## Passage:
Start of Block
In SCC there would appear to be no difference in the way matter and anti-matter react to the gravitational field. The differences are to be found when the internal pressure becomes significant. Actually photons obey the equivalence principle, it is slow moving particles that experience an upwards scalar field force, which decouples as the pressure increases to 1/3density c^2. Unless the internal pressure of anti-matter is different to that of ordinary matter there would be no difference. The false vacuum on the other hand experiences anti-gravity of 1/2g..makes you think...
Garth
I chewed on this question quite a while yesterday. Until then (as I posted above regarding black hole evaporation) I had assumed that ZPE particle-antiparticle masses and fall rates are essentially equivalent. It occurred to me though that if space-time (as expressed by the EM ZPE field) can be curved by matter, there should be a simple mechanism to cause the curvature. Going back to the basics (my automatic fall-back position, since I have to do all this in my head...duh), I considered what could be different about the matter-antimatter particles in virtual pairs that would align them in a gravitational field. I thought about the field of pairs flipping like magnets to their most entropic state (antimatter oriented toward the large mass, matter particles oriented away) using the "opposites attract" approach...:confused: That may ultimately be a proper model, but it left me wondering what would cause the "opposites attract" approach to work, aside from "force acting over a distance". That led me to the notion that the fall rate of antimatter in a gravitational field might be higher than that of matter. We really need a definitive test of the fall rate of antimatter - the CERN data were inconclusive.
End of Block
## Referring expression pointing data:
Start of Block
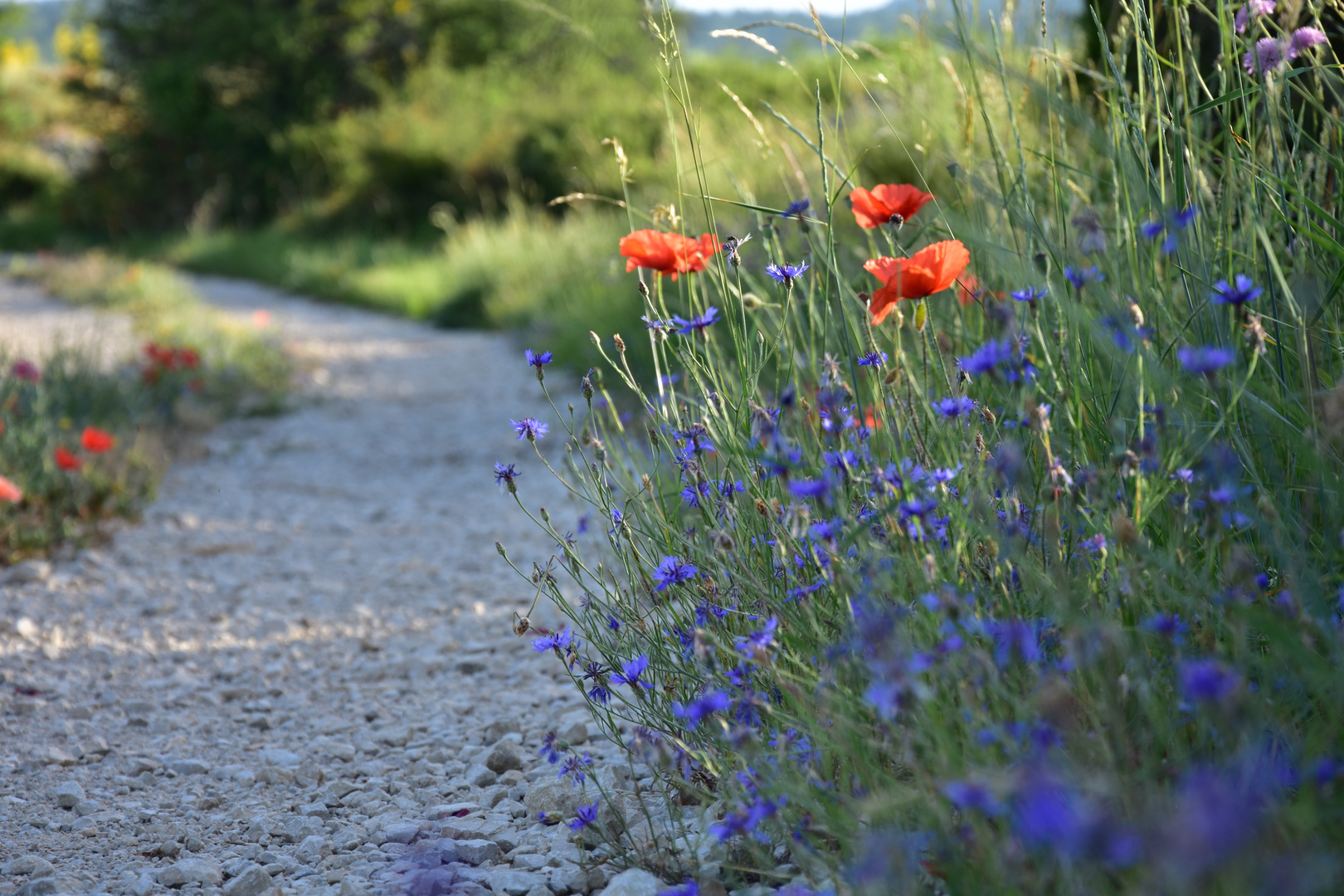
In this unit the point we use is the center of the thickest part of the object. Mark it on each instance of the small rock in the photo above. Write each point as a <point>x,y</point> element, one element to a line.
<point>496,730</point>
<point>567,880</point>
<point>553,796</point>
<point>503,758</point>
<point>56,757</point>
<point>633,881</point>
<point>251,880</point>
<point>312,850</point>
<point>277,757</point>
<point>480,777</point>
<point>309,774</point>
<point>514,883</point>
<point>206,872</point>
<point>27,572</point>
<point>450,811</point>
<point>399,832</point>
<point>28,865</point>
<point>71,794</point>
<point>475,852</point>
<point>39,887</point>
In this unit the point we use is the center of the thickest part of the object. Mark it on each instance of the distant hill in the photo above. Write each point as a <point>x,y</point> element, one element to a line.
<point>884,22</point>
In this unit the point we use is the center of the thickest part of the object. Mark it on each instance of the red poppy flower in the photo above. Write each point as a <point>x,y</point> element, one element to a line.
<point>930,270</point>
<point>67,461</point>
<point>97,441</point>
<point>874,208</point>
<point>10,492</point>
<point>668,254</point>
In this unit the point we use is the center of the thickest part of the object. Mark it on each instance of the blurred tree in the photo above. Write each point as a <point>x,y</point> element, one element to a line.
<point>238,104</point>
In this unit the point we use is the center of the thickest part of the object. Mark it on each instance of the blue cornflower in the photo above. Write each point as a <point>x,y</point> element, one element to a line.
<point>1207,680</point>
<point>576,766</point>
<point>965,794</point>
<point>631,674</point>
<point>530,429</point>
<point>671,571</point>
<point>955,407</point>
<point>785,273</point>
<point>986,358</point>
<point>702,707</point>
<point>1175,222</point>
<point>1030,295</point>
<point>758,641</point>
<point>1205,359</point>
<point>1079,277</point>
<point>696,324</point>
<point>1241,290</point>
<point>583,816</point>
<point>810,488</point>
<point>1166,625</point>
<point>504,476</point>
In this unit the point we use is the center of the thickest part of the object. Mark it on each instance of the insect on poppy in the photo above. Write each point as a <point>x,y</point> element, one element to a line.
<point>886,203</point>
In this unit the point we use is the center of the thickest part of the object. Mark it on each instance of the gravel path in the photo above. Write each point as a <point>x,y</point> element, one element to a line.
<point>296,674</point>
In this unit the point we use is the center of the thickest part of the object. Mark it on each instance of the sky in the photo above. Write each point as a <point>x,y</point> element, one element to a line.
<point>824,7</point>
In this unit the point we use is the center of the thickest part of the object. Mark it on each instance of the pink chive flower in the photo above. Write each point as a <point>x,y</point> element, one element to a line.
<point>1304,39</point>
<point>1253,8</point>
<point>1266,56</point>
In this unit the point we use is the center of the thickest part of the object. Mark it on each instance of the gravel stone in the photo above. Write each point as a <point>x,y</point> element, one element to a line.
<point>503,758</point>
<point>206,872</point>
<point>251,880</point>
<point>476,852</point>
<point>514,883</point>
<point>69,794</point>
<point>304,637</point>
<point>28,867</point>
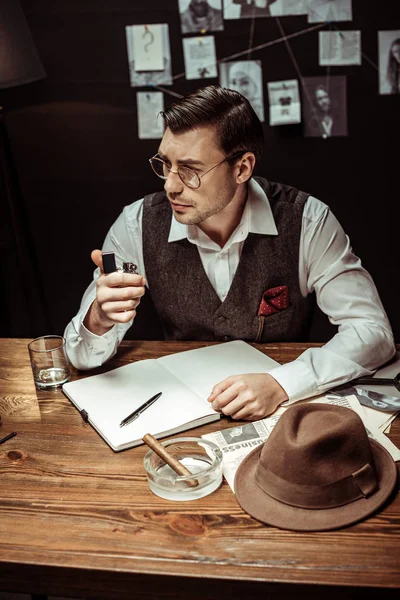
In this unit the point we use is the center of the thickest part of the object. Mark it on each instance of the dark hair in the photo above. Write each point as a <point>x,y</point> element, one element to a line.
<point>236,124</point>
<point>393,69</point>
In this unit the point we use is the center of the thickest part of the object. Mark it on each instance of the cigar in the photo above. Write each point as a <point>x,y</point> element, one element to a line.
<point>177,466</point>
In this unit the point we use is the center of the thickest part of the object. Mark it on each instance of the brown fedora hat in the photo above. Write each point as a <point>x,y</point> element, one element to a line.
<point>317,471</point>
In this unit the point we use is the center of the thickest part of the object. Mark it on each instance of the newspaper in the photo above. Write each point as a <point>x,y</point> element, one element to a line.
<point>237,442</point>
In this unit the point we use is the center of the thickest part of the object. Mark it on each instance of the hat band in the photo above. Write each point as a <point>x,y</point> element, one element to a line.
<point>360,484</point>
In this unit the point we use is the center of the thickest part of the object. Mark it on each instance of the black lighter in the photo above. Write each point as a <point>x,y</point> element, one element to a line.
<point>109,264</point>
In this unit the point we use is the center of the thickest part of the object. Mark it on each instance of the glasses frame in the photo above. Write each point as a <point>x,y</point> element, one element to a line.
<point>199,177</point>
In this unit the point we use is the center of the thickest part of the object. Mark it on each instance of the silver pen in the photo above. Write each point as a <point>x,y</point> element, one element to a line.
<point>133,416</point>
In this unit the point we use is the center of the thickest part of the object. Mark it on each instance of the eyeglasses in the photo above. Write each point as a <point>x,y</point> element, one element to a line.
<point>187,175</point>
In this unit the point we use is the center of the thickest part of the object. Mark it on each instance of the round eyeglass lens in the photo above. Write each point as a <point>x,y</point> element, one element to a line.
<point>189,177</point>
<point>159,167</point>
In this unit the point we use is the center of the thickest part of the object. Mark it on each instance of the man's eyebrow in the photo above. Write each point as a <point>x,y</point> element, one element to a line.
<point>186,161</point>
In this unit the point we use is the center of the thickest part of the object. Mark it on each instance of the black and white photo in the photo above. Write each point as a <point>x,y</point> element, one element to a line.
<point>284,102</point>
<point>329,10</point>
<point>389,62</point>
<point>200,57</point>
<point>146,78</point>
<point>324,106</point>
<point>285,8</point>
<point>201,15</point>
<point>242,9</point>
<point>245,76</point>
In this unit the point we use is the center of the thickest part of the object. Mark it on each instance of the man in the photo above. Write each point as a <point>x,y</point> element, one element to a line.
<point>254,8</point>
<point>326,121</point>
<point>245,76</point>
<point>201,16</point>
<point>214,246</point>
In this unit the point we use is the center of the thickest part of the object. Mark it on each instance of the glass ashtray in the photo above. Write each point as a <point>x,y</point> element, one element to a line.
<point>202,458</point>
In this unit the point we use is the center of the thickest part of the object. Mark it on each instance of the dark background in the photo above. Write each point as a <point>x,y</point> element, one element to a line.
<point>79,161</point>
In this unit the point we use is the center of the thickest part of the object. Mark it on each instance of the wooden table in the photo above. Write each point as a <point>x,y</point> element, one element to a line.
<point>78,520</point>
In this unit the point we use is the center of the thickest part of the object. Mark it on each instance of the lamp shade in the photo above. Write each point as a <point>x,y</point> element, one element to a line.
<point>19,59</point>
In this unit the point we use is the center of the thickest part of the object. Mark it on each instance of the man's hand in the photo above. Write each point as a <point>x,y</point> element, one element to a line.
<point>117,297</point>
<point>247,397</point>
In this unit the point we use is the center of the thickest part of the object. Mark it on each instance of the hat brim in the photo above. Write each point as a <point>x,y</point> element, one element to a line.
<point>263,507</point>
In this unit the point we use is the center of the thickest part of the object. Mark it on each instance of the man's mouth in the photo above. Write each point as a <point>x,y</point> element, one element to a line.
<point>178,205</point>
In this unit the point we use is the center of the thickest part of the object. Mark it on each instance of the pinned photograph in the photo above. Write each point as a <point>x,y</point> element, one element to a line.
<point>389,62</point>
<point>339,48</point>
<point>242,9</point>
<point>284,102</point>
<point>201,15</point>
<point>284,8</point>
<point>329,10</point>
<point>324,106</point>
<point>139,78</point>
<point>245,76</point>
<point>147,47</point>
<point>200,57</point>
<point>150,123</point>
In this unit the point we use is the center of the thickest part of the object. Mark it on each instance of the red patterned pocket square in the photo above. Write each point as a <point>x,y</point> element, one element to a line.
<point>274,300</point>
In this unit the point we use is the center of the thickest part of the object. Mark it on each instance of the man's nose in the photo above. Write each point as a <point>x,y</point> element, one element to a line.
<point>173,183</point>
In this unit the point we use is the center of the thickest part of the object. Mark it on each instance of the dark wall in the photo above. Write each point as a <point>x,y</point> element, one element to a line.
<point>75,141</point>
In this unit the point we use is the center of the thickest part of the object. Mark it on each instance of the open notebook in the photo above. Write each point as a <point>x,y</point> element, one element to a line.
<point>185,380</point>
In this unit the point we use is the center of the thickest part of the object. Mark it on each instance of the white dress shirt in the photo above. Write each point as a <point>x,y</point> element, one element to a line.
<point>327,265</point>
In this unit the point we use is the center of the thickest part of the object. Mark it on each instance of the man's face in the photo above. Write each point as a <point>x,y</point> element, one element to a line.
<point>197,149</point>
<point>396,52</point>
<point>199,7</point>
<point>323,100</point>
<point>242,83</point>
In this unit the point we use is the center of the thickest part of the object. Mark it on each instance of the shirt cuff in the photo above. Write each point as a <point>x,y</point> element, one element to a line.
<point>296,379</point>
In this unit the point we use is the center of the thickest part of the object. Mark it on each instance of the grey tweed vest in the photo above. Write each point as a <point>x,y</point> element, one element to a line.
<point>187,304</point>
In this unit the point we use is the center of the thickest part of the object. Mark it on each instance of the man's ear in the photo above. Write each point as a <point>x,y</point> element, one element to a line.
<point>245,167</point>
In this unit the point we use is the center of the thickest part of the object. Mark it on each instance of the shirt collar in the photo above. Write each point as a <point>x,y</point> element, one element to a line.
<point>257,213</point>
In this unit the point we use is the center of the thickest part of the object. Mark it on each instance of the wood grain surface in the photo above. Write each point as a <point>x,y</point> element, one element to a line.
<point>78,520</point>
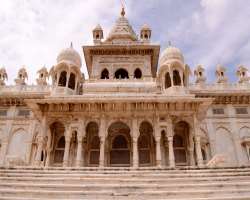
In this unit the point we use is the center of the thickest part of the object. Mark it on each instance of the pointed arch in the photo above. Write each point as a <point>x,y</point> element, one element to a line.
<point>176,78</point>
<point>72,79</point>
<point>167,80</point>
<point>62,79</point>
<point>146,145</point>
<point>121,74</point>
<point>137,74</point>
<point>105,74</point>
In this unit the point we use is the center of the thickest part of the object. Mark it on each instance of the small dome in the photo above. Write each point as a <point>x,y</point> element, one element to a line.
End of Block
## Task set:
1/ For each statement, decide whether it agrees with the passage on antimatter and gravity. Answer yes or no and quote the deciding words of the passage.
(a) Photons obey the equivalence principle.
(b) The CERN data showed that antimatter falls faster than matter.
(c) The false vacuum experiences anti-gravity of 1/2g.
2/ Carry the passage on antimatter and gravity forward from its last sentence.

## Responses to the exercise:
1/
(a) Yes: "Actually photons obey the equivalence principle"
(b) No: "the CERN data were inconclusive"
(c) Yes: "The false vacuum on the other hand experiences anti-gravity of 1/2g"

2/
That bit of asymmetry could polarize the ZPE field in the presence of large masses. It could perhaps explain a few other things. One implication for such virtual-pair alignment in the process of black hole "evaporation" would be that the black hole would capture more anti-particles than particles. That would result in more particles than anti-particles being promoted from virtual to "real" status outside the event horizon. After the inevitable (and very energetic) annihilation events near the event horizon, there would remain a net excess of new real particles to form matter (after they cooled from the ultra hot plasma state!). This is probably not going to be testable in any real sense, unless quasars are what we see when black holes behave this way.

As an extension: We see matter all around us, not anti-matter. Assuming that the universe began with equal proportions of each, could this black-hole behavior be a model for how anti-matter and matter were separated? If so, beyond the event horizons of these massive objects would be domains dominated by anti-matter. Lee Smolin has described our Universe as one fine-tuned to produce black holes (a rational alternative to the anthropic principle!), and he speculated that a prospective inhabitant of the universe in a black hole would look out through his universe's past toward a singularity, much as we view our universe in standard cosmology. I can't find that paper, now, but I'm pretty certain he didn't cite a matter/antimatter selection effect. To go one step farther out on the limb :rolleyes: , these antimatter "universes" should all have equivalent black holes that preferentially eat matter, creating nice matter-rich pockets like the one we live in. Yep, it's turtles all the way down.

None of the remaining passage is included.